_Activity list_:
A – In the biography of Wolf-Michael Catenhusen, at which school did he begin working as a teacher in 1977?
B – Reproduce the passage of the Catenhusen biography starting with "Wolf-Michael Catenhusen was" and going on through "Federal Executive Committee.".

_Page extract_:
Parliamentary State Secretary at the Federal Ministry of Education and Research
- In office October 27, 1998 – October 22, 2002

State Secretary at the Federal Ministry of Education and Research
- In office July 1, 2003 – December 31, 2005

Personal details
- Born: July 13, 1945 Höxter, Germany
- Died: April 30, 2019 (aged 73) Berlin, Germany
- Political party: SPD
- Children: 2
- Occupation: Politician

= Wolf-Michael Catenhusen =

German politician

Wolf-Michael Catenhusen (July 13, 1945, Höxter, Germany – April 30, 2019, Berlin, Germany) was a German politician from the SPD.

He served as Parliamentary State Secretary from 1998 to 2002 and as State Secretary from 2003 to 2005 at the Federal Ministry of Education and Research. Catenhusen was also the Deputy Chairman of the National Regulatory Control Council and Deputy Chairman of the German Ethics Council.

== Life and career ==
After graduating from high school in 1965, Catenhusen studied Latin, history, and social sciences in Göttingen and Münster, obtaining his first and second state examinations for teaching at grammar schools. From 1977, he worked as a teacher at the Arnoldinum Gymnasium in Burgsteinfurt.

Wolf-Michael Catenhusen was married and had two children.

He was a member of the Presidium of the German Protestant Church Congress from 1999 to 2011. He served as chairman of the advisory board for Stem Cell Research NRW.

== Political career ==
Catenhusen joined the SPD in 1968. From 1975 to 1985, he was chairman of the SPD sub-district Münster and from 1976 a member of the SPD district executive committee of Western Westphalia. From 1995 to 2003, he was also a member of the SPD Federal Executive Committee.

_Information shown_:

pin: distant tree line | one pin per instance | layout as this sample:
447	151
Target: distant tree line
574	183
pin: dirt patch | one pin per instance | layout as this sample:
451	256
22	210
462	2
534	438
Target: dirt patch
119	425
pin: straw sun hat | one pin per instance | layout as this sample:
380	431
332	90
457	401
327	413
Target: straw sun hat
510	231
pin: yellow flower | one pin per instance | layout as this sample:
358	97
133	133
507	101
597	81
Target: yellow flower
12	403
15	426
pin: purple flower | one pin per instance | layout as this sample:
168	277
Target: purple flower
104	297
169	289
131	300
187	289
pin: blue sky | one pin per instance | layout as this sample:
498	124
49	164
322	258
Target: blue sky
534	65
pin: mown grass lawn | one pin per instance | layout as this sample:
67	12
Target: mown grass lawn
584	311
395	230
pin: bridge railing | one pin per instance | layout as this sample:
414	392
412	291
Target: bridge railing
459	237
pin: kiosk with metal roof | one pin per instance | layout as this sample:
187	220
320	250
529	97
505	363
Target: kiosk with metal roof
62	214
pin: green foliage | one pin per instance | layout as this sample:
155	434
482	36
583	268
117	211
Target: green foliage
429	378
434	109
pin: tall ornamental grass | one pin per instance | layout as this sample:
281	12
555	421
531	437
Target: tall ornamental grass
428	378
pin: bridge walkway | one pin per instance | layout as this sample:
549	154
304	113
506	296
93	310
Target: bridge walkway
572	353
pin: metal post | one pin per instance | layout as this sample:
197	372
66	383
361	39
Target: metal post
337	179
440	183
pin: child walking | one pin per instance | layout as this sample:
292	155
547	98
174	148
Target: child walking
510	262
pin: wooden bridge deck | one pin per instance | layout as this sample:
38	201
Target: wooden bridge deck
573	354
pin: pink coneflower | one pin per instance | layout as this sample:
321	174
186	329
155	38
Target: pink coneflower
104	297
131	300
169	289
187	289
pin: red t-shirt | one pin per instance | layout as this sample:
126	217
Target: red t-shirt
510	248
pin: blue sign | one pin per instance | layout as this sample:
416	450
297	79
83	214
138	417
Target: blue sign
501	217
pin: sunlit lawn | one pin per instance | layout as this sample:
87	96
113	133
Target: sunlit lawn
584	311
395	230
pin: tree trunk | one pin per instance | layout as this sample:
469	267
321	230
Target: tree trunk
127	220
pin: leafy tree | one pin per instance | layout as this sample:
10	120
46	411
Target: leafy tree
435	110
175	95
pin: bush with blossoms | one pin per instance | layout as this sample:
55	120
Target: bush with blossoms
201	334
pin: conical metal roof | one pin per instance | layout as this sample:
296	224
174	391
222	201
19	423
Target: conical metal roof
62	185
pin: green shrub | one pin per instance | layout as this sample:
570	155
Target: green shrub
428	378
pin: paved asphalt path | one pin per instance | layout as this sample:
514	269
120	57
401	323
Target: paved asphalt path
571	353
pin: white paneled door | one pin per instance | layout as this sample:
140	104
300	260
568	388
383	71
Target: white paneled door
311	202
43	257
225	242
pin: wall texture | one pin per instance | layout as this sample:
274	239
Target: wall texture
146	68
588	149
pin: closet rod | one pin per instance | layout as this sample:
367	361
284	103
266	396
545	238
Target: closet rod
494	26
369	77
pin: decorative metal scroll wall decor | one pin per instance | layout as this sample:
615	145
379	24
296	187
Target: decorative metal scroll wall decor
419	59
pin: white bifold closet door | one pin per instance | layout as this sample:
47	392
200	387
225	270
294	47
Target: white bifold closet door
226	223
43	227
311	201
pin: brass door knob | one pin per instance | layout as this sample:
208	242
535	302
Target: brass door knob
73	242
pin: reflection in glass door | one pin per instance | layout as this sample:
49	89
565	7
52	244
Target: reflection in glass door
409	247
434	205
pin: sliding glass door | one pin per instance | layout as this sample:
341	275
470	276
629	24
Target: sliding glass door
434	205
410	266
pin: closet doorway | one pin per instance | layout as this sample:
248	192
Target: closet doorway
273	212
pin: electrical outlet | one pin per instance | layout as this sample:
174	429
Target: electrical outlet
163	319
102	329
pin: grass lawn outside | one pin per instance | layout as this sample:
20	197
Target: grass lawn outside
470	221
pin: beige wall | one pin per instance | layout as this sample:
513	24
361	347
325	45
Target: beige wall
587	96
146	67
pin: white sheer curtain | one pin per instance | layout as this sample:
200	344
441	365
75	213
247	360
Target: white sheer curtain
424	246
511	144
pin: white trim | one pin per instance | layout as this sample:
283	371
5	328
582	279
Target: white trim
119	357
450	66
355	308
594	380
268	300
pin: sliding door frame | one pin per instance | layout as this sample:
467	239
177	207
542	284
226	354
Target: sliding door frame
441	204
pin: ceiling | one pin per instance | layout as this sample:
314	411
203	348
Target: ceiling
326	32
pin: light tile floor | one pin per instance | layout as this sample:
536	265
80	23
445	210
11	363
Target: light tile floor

_Results by task_:
A – The Arnoldinum Gymnasium in Burgsteinfurt.

B –
Wolf-Michael Catenhusen was married and had two children.

He was a member of the Presidium of the German Protestant Church Congress from 1999 to 2011. He served as chairman of the advisory board for Stem Cell Research NRW.

== Political career ==
Catenhusen joined the SPD in 1968. From 1975 to 1985, he was chairman of the SPD sub-district Münster and from 1976 a member of the SPD district executive committee of Western Westphalia. From 1995 to 2003, he was also a member of the SPD Federal Executive Committee.